Page text –
# Best day ever........almost!!



## dakotashooter2 (Oct 31, 2003)

Because of shoulder problems I am unable to bowhunt for the second year so I am hunting waterfowl much more than normal for me. I have been taking "long" weekends, scouting Thursday night and hunting Friday, Saturday and sometimes Sunday. Found birds Thursday and set up Sat morning. Well things didn't go that well. My *X* was apparently an x and while a few birds looked I could never get any type of commitment. FWIW while setting up at 4 am I heard a couple large flocks fly in and set down about 1/2 a mile away.They got up about an hour after sunrise but that didn't help. Only shot 2 ducks cause 95% were pintails.

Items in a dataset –
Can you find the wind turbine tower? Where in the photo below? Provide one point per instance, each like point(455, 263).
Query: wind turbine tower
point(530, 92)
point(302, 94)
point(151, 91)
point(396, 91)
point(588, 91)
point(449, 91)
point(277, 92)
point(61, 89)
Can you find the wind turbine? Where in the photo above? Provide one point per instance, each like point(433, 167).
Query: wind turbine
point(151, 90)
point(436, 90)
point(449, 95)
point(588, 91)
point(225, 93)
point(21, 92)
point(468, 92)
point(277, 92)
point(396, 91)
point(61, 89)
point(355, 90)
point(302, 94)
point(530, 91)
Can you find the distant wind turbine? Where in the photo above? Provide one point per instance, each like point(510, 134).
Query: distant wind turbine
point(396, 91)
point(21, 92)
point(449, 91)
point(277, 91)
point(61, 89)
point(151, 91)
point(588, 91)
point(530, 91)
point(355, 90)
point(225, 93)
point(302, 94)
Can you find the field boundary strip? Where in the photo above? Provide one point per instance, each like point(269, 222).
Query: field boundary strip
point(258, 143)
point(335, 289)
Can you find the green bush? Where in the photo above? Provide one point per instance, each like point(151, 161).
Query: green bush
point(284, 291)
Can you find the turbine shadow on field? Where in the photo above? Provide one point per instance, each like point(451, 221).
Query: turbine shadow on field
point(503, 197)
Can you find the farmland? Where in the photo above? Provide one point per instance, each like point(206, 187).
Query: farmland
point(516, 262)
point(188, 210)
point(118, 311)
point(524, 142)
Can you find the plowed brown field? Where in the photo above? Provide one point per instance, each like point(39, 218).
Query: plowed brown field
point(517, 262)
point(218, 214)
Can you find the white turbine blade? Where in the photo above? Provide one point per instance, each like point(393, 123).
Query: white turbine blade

Exercise – Revise the waterfowl hunting post starting at "## dakotashooter2 (Oct" and ending at "95% were pintails.", putting "mallards" in place of "pintails".

Exercise response –
## dakotashooter2 (Oct 31, 2003)

Because of shoulder problems I am unable to bowhunt for the second year so I am hunting waterfowl much more than normal for me. I have been taking "long" weekends, scouting Thursday night and hunting Friday, Saturday and sometimes Sunday. Found birds Thursday and set up Sat morning. Well things didn't go that well. My *X* was apparently an x and while a few birds looked I could never get any type of commitment. FWIW while setting up at 4 am I heard a couple large flocks fly in and set down about 1/2 a mile away.They got up about an hour after sunrise but that didn't help. Only shot 2 ducks cause 95% were mallards.